- [Provided passage]
Can personal savings go below 0%?

Having written extensively about the perverse incentives that the Fed and the administration is creating for corporations in the employment arena that are "causing" the lack of employment growth we've seen, I won't belabor the point by bringing it up again. Just know that the consensus for the February employment additions now stands at 125,000 (to be released on March 5th), which remains not only optimistic, but also far lower than the level necessary to be called "robust" (Secretary Chao's choice of adjectives notwithstanding).

You already know that I believe that the US consumer is living on borrowed time: a lack of employment and wage/salary income growth are combining to force consumers into savings-, asset-, and tax refund-based spending. For example: the drawdown in personal savings rate from 2.7% in August to December's 1.3% - a new record low - accounted for the vast majority of consumer spending in that time frame). You already know about mortgage refis and the equity extraction that has underpinned spending (and that have slowed materially in the last few Qs).

Which brings us to tax-rebates, which are now being mailed out. Something on the order of $60 billion in tax rebates are set to be delivered in 1H as lower withholdings and outright refunds hit consumer pocketbooks. Toddo mentioned earlier how retailers have had a bid and act as if they are a crowded short; the IRH index (underlying index for the RTH) is mere ticks away from registering a new cycle high.

With a few more dollars in the pocketbook, consumers almost certainly will spend their tax rebates in the next few months before retail sales revert back to some normal "mean". Retail stocks (and the IRH index in particular) could be in the midst of one last blow off. Keep a frequent eye on it; it could provide an important tell for the economy and the markets at large.

- [Exercise input]
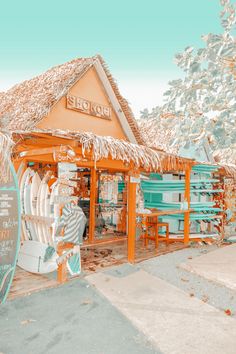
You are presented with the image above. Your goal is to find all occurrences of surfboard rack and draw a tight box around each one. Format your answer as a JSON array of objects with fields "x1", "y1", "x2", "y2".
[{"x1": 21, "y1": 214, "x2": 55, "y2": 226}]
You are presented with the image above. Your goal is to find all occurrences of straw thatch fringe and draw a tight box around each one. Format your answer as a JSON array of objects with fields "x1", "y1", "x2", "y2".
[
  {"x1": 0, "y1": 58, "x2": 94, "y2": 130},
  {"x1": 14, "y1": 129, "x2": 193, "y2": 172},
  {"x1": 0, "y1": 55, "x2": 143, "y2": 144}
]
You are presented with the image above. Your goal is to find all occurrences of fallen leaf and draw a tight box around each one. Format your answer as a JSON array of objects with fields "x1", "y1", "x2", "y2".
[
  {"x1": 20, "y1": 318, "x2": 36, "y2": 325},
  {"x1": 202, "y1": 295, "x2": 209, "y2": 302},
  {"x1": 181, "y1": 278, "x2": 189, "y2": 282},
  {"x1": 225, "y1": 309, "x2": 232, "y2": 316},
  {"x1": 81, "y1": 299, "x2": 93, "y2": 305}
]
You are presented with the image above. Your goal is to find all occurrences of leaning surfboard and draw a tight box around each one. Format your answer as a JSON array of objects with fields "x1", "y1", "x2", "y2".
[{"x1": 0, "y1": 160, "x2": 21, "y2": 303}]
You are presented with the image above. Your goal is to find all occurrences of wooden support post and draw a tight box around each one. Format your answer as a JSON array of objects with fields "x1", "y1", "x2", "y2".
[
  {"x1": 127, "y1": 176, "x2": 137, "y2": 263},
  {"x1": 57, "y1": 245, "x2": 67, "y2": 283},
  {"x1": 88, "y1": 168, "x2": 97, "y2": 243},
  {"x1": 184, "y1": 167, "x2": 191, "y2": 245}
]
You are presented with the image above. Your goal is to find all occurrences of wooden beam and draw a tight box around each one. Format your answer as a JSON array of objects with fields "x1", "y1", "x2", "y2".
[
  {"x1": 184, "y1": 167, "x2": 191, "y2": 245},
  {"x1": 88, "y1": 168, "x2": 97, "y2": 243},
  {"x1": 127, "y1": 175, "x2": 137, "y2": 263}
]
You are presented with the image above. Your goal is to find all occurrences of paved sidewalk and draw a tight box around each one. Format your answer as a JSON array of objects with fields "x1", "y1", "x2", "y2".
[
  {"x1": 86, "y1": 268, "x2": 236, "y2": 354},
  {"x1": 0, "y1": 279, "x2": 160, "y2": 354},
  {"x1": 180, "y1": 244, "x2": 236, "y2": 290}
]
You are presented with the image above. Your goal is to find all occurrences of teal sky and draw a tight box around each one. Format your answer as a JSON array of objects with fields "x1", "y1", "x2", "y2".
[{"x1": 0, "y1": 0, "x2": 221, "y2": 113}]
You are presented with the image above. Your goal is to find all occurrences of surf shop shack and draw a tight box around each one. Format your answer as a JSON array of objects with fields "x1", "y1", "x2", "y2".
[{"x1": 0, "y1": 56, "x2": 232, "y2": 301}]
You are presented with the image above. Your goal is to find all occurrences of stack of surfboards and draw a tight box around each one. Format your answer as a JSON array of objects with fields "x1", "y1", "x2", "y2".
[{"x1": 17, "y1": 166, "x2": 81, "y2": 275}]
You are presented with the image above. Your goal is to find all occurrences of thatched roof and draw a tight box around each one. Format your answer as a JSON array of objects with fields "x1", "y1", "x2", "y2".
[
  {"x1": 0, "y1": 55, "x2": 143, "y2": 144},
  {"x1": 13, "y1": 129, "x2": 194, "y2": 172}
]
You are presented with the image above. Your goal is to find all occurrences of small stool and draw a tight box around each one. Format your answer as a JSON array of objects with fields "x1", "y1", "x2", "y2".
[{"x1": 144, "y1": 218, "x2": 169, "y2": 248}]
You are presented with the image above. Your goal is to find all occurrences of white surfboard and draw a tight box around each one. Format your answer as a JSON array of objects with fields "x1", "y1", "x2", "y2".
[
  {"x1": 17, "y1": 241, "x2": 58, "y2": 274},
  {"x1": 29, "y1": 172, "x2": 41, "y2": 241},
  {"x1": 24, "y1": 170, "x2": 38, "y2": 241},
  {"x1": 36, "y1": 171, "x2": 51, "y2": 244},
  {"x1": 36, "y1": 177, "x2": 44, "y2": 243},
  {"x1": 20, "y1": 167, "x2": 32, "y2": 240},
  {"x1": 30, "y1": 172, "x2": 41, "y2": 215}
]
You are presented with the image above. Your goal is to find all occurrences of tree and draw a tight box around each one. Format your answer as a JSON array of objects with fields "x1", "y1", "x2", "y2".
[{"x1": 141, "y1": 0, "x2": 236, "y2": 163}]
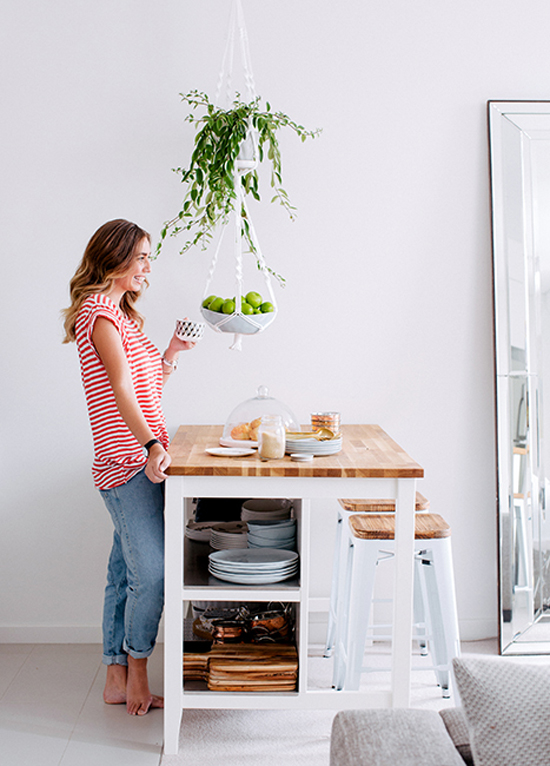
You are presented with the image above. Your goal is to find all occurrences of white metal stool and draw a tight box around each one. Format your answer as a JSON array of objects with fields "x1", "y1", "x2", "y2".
==
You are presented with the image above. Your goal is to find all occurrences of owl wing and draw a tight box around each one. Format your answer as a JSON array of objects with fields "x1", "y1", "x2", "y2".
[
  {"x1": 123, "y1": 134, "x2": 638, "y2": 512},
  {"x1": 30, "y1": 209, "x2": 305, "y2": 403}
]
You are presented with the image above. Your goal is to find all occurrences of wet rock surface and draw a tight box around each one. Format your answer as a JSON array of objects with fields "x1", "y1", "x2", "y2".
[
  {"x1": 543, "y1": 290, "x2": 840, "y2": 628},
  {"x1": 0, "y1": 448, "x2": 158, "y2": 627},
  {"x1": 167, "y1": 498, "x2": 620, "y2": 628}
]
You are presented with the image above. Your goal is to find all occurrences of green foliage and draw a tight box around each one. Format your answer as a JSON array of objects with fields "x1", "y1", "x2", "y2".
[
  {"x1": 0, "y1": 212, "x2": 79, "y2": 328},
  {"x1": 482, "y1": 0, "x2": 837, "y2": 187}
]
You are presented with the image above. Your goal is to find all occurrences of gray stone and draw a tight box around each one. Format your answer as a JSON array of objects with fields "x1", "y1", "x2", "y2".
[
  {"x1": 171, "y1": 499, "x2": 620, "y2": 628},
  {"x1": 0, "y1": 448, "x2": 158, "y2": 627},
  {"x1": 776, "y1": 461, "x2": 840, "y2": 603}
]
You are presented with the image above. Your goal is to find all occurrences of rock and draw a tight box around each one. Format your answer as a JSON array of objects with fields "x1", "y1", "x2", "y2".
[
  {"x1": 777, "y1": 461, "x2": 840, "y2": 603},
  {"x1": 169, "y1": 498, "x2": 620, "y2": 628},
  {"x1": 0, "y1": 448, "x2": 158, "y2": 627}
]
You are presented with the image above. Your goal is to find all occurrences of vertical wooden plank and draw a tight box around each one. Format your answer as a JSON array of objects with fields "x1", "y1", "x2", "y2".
...
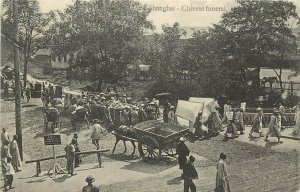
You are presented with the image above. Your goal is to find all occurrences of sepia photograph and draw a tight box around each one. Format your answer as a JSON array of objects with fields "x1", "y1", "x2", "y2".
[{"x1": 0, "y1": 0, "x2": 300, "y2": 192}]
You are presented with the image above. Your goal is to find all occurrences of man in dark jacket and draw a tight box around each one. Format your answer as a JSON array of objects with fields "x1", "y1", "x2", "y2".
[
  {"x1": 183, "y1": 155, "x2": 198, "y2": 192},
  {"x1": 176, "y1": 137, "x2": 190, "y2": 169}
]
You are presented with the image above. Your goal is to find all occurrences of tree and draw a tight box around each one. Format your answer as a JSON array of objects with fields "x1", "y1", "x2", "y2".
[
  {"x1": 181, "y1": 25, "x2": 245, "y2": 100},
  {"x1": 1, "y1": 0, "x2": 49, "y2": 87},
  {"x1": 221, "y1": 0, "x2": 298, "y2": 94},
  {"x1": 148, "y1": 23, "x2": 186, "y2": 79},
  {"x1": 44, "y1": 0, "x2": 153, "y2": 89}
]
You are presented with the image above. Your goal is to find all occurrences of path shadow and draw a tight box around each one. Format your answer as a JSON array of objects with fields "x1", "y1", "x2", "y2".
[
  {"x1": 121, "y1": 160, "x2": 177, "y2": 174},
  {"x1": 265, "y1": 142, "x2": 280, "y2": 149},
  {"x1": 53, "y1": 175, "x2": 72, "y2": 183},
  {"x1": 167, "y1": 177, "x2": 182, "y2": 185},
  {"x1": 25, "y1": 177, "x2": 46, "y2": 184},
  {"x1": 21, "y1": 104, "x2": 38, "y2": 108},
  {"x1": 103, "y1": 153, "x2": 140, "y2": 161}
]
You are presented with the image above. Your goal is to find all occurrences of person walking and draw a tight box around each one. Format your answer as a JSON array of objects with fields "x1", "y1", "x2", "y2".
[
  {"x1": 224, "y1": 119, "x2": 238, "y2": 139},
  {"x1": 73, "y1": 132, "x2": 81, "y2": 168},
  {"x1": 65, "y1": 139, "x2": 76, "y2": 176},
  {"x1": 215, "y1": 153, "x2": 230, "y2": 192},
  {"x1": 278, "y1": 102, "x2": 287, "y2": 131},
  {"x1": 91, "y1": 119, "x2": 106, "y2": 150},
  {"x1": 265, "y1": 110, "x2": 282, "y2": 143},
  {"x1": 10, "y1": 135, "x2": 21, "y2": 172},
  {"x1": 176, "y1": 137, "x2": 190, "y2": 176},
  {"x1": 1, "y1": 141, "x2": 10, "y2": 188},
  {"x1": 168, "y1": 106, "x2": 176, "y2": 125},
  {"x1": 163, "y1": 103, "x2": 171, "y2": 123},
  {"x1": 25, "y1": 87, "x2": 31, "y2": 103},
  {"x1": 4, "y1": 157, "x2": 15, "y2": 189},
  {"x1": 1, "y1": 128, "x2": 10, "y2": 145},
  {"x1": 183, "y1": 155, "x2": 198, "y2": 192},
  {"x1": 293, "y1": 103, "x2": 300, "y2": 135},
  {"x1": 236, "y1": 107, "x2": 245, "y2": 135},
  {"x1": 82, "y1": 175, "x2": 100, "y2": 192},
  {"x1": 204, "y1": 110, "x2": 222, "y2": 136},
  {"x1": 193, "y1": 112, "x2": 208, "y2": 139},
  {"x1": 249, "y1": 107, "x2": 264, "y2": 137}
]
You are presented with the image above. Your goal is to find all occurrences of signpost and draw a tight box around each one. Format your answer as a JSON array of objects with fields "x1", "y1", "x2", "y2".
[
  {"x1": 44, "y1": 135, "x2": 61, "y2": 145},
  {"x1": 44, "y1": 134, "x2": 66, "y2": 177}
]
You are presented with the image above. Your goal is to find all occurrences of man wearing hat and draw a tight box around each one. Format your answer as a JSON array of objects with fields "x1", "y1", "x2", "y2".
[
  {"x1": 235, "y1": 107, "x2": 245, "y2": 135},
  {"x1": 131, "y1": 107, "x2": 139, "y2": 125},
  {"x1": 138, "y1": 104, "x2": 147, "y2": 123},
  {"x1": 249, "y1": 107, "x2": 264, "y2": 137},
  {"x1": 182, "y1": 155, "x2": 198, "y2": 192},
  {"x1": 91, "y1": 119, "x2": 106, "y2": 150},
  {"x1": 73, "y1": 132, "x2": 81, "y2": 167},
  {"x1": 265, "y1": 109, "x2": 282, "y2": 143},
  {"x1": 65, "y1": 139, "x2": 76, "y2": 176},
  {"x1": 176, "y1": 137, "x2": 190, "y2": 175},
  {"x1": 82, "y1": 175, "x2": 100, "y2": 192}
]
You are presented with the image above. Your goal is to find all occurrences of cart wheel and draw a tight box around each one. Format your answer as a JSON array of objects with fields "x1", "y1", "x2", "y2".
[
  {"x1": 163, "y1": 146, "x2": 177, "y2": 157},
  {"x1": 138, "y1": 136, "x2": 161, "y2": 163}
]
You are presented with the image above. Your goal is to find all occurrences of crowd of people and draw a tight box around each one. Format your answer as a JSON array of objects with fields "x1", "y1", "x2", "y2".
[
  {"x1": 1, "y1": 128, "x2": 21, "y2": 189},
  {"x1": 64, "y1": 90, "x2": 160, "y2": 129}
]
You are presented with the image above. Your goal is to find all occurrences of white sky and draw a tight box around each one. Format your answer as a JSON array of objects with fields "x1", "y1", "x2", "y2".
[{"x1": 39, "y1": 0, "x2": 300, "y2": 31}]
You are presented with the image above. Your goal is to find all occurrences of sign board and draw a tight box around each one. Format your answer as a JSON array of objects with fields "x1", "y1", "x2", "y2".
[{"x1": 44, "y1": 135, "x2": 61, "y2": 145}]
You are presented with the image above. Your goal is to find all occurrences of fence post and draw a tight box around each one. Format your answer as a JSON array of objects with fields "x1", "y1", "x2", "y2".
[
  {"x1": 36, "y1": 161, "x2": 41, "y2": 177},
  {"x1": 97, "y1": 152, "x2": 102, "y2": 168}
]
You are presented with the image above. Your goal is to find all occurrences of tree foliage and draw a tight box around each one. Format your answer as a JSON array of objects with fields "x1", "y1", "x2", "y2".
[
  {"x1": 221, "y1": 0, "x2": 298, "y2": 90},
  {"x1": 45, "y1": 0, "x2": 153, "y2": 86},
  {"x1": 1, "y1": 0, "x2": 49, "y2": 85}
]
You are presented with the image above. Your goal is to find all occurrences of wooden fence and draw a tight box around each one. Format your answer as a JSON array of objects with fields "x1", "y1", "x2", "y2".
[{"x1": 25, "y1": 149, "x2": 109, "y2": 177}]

- [Parts of the exercise]
a) Answer these questions about the post on personal savings:
(i) What is the consensus figure for February employment additions?
(ii) What personal savings rate was recorded for December?
(iii) About how much in tax rebates is set to be delivered in 1H?
b) Please extract every line of the records that contains the string "surface".

- [Results for the exercise]
a)
(i) 125,000
(ii) 1.3%
(iii) Something on the order of $60 billion

b)
You are presented with the image above. Your goal is to find all occurrences of wet rock surface and draw a tight box around each one. Format your answer as a JSON array of objects with fields "x1", "y1", "x2", "y2".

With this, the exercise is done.